-- BEGIN --

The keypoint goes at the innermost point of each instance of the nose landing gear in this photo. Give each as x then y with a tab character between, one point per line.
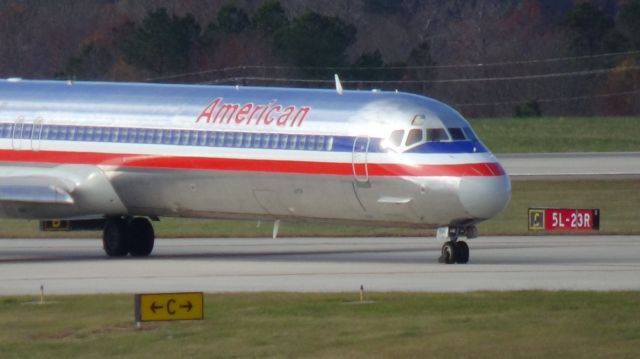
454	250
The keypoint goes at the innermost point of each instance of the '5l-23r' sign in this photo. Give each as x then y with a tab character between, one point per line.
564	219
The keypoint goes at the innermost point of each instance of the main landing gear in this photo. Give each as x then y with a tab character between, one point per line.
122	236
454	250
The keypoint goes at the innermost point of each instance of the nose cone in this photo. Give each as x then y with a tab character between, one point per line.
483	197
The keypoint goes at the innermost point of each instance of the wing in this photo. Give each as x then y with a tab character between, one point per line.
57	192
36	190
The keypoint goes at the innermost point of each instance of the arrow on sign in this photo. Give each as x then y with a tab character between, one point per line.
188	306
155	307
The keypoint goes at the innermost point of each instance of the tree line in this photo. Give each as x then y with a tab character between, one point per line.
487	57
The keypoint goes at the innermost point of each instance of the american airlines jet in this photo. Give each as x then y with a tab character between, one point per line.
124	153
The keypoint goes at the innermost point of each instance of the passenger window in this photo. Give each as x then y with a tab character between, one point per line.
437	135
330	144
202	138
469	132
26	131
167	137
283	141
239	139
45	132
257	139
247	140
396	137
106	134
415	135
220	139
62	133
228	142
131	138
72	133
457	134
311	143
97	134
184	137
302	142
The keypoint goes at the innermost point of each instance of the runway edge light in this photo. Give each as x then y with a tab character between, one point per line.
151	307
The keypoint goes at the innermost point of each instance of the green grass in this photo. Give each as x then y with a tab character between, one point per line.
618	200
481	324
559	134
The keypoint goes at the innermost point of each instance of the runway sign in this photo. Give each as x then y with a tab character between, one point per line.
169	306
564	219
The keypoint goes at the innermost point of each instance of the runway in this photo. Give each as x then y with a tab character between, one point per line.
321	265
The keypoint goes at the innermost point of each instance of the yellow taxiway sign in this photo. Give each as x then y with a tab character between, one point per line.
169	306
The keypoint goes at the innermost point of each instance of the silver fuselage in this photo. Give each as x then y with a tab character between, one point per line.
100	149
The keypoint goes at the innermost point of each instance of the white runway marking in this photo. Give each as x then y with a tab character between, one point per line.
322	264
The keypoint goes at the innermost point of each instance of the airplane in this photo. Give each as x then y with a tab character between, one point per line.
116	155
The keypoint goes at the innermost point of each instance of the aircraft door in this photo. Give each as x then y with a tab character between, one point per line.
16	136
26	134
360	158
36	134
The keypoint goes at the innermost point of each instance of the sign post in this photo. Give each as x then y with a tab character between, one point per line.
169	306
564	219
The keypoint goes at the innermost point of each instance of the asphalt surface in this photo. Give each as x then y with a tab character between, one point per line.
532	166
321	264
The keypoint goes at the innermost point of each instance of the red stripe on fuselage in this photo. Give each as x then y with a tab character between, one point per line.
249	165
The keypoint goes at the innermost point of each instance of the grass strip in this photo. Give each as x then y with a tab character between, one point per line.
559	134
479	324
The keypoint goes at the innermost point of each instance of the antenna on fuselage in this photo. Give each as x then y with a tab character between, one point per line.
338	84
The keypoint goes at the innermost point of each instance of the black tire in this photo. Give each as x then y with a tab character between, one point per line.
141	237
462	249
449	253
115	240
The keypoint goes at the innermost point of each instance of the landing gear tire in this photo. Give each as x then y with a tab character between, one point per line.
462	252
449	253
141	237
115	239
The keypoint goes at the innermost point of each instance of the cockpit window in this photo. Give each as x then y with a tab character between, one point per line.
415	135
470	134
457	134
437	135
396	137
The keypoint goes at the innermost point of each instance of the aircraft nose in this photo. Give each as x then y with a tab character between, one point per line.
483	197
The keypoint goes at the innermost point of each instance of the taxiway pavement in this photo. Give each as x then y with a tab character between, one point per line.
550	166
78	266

-- END --

## EXERCISE BRIEF
Print every entry above again without changing a word, and omit the pictures.

## SOLUTION FOR THIS PROBLEM
The keypoint goes at the innermost point of each instance of the nose landing gear in this photo. Give each as x then y with a tab character between, one point per line.
454	250
The keypoint goes at the innermost point of each instance of the '5l-23r' sign in this photo. Give each as x then y with a tab character between, one point per line.
564	219
The keypoint goes at the innermost point of each instance of the main landing gear in this photo. Give each as x then y with a tab character between, one point per line.
122	236
454	250
The keypoint goes at the innermost point of each instance of the nose cone in this photo. Give each as x then y with a tab character between, one point per line.
483	197
The keypoint goes at the innermost point of each instance of the wing in this photo. Give each as x then y with a tab character between, one point per line.
57	192
36	190
The keypoint goes at the innermost point of each instance of the arrow on sign in this photo. Give each as x then y with a tab character between, one point per line.
188	306
155	307
The keypoint goes at the innermost point of each instance of the tree line in this photo. Give each as x then y with a tab character between, one point per line.
487	57
The keypoint goes at the innermost point of each instance of the american airlines jet in this photo. Give each as x then y with a tab character between, one point per line.
124	153
The keypoint goes at the innermost point of each instance of the passenger window in this photo. Give each as x then y with a tab character between, one point per line.
437	135
330	144
202	138
469	132
26	131
167	137
283	141
239	139
45	132
257	139
247	140
396	137
106	134
415	135
220	139
62	133
228	142
131	138
72	133
457	134
311	143
97	134
184	137
302	142
The keypoint goes at the innermost point of each instance of the runway edge light in this photo. Give each as x then y with a tab character between, one point per line.
151	307
The keypoint goes at the innermost point of each instance of the green grass in this photo. Give each as x then y with a tab character between, one point per line.
618	200
481	324
559	134
The keypoint goes at the innermost point of each instance of the runway sign in this photo. Give each as x then y with a tab character between, one point per line.
169	306
564	219
The keypoint goes at the innermost point of each instance of the runway in this photo. Give each as x then y with a tab character between, one point per line.
321	265
The keypoint goes at the innermost point of each instance of the yellow taxiway sign in this photo. Give each as x then y with a tab character between, one point per line.
169	306
The keypoint goes at the innermost point of each instance of the silver fuselage in this photo. Give each as x then y with a tab character between, one point per line.
100	149
The keypoint goes at the innermost point of each instance of the white runway marking in this photo. Give each as x then y with a tab character between, one point per line.
322	264
The keypoint goes at the innermost point of each instance of the airplane in this photo. Give each as x then y with a tab character between, one point per line.
116	155
The keypoint goes at the innermost point of each instance of the aircraft door in this photo. Give each as x then y with a tab character between, one point per line.
16	136
26	134
360	158
36	134
The keypoint goes at the innermost point of each instance of the sign post in this photo. Give each as x then y with a tab character between, one point per line.
169	306
564	219
The keypoint goes at the innermost point of each instance of the asphalt surface in this photo. Give each as x then y with a tab character between, one point per line.
532	166
321	264
The keypoint goes at the innermost point of each instance of the red stripe on fuselage in this photo. Give each as x then y with a tab character between, one point per line.
249	165
The keypoint goes at the innermost point of each instance of the grass strip in this photo. Give each as x then y with a tab character between, one point per line.
559	134
479	324
The keypoint goes at the innermost point of each instance of the antenna on fuselage in this photo. Give each as x then y with a tab character between, one point per line.
338	84
The keypoint goes at the innermost point of each instance of the black tire in this photo. Give each as x then y with a tab character between, one point per line.
141	237
462	249
449	253
115	240
The keypoint goes at the innermost point of each instance of the landing gear tire in this photo. Give each as x then y with a tab character between, one point per line.
462	252
449	253
141	237
115	239
The keypoint goes at the innermost point of each instance of the cockpit window in this photo. Give each as x then y with a tab character between, one point per line.
415	135
470	134
457	134
437	135
396	137
The keypoint goes at the innermost point of each instance of the aircraft nose in this photo. Give each as x then y with a tab character between, one point per line.
483	197
The keypoint goes at the innermost point of each instance of the taxiway pavement in this photo. Give each as x then y with a tab character between, one point per line.
550	166
78	266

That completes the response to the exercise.